§ **DOCUMENT SECTION**:
+++++

All UCSB merchants/departments must abide by the following guidelines:

  • No electronic storage of cardholder data (on computers, or stored electronically in any database, application, or system), and credit card information (credit card number, expiration date, card verification codes, etc.) must not be transmitted via email or fax
  • Credit card terminals, if used, must be monitored and tracked at all times
  • VoIP phones (e.g. Zoom Phone) are not PCI compliant. Credit card information received over the phone for manual entry into a POS terminal may only be accepted over a phone that is not connected to any UCSB network, either by wired (Ethernet) or wireless (WiFi) connection. See Accepting Payments Over the Phone for more information
  • Designate an individual who holds the primary authority and responsibility for payment card processing
  • Pay the costs associated with payment card processing (bank and gateway fees, equipment fees if applicable, PCI compliance fees, and other fees as deemed appropriate)

+++++

§ **SUPPLIED MATERIAL**:
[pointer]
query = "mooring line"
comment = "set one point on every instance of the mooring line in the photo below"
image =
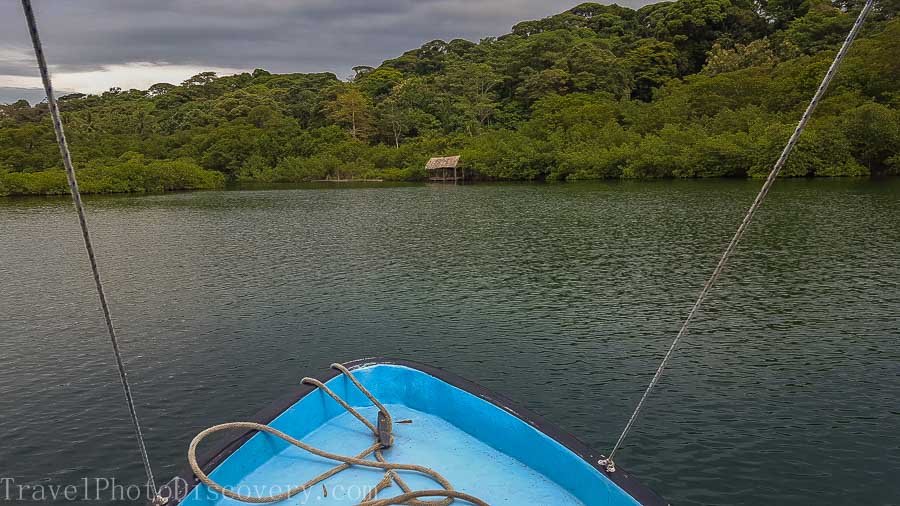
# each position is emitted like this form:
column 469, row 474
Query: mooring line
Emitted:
column 88, row 245
column 770, row 181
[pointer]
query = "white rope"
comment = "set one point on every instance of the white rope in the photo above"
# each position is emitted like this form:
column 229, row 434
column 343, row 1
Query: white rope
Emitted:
column 770, row 181
column 88, row 245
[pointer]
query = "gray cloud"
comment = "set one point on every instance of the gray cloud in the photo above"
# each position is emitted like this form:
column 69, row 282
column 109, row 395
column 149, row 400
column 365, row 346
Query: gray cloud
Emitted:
column 279, row 35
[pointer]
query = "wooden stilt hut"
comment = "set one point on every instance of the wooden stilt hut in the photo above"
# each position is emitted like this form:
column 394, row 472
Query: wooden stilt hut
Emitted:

+++++

§ **PROBLEM SET**:
(a) Reproduce the records from their beginning down through the line containing "column 279, row 35", substituting "pale rope" for "white rope" and keeping everything else unchanged. Omit the pictures from your answer.
(b) Pick up the UCSB payment card guidelines after their last item and continue them.

§ **FINAL ANSWERS**:
(a)
[pointer]
query = "mooring line"
comment = "set one point on every instance of the mooring line in the photo below"
image =
# each position is emitted like this form:
column 469, row 474
Query: mooring line
Emitted:
column 88, row 245
column 770, row 181
[pointer]
query = "pale rope"
comment = "set one point on every instance of the pale rope in the photo above"
# each position is emitted like this form:
column 229, row 434
column 343, row 1
Query: pale rope
Emitted:
column 770, row 181
column 88, row 245
[pointer]
query = "gray cloud"
comment = "set one point on every instance of the gray cloud in the photo above"
# each position is emitted like this form:
column 69, row 282
column 109, row 395
column 149, row 400
column 365, row 346
Query: gray cloud
Emitted:
column 279, row 35

(b)
  • Comply with all PCI DSS guidelines, UCOP’s Business & Finance Bulletin 49 (BUS-49), Policy for Cash and Cash Equivalents Received, and UCSB’s policies and procedures for payment card acceptance and security
  • Validate PCI compliance annually, which includes the completion of the appropriate Self-Assessment Questionnaire (SAQ) and associated processes, if applicable, as required by the University’s acquiring bank and credit card associations
  • Require all those involved with handling cardholder data, either directly or as a supervisor, to participate in PCI Security Awareness Training (available in the UCSB Learning Center) upon hire and annually thereafter
  • Notify the Campus Credit Card Coordinator promptly when a merchant credit card account is no longer needed
  • Respond to chargeback notifications and credit card company inquiries in a timely manner (within the timeframe specified on the notification)
  • Maintain the physical protection of departmental credit card receipts and the secure destruction of payment card receipts and cardholder data once a program has ended and all payments have been reconciled
  • Provide full cooperation with the University’s Campus Credit Card Coordinator and/or authorized third-party assessors whenever necessary
  • Authorize and complete deposit settlement daily (strongly recommend setting up auto-settle, where possible)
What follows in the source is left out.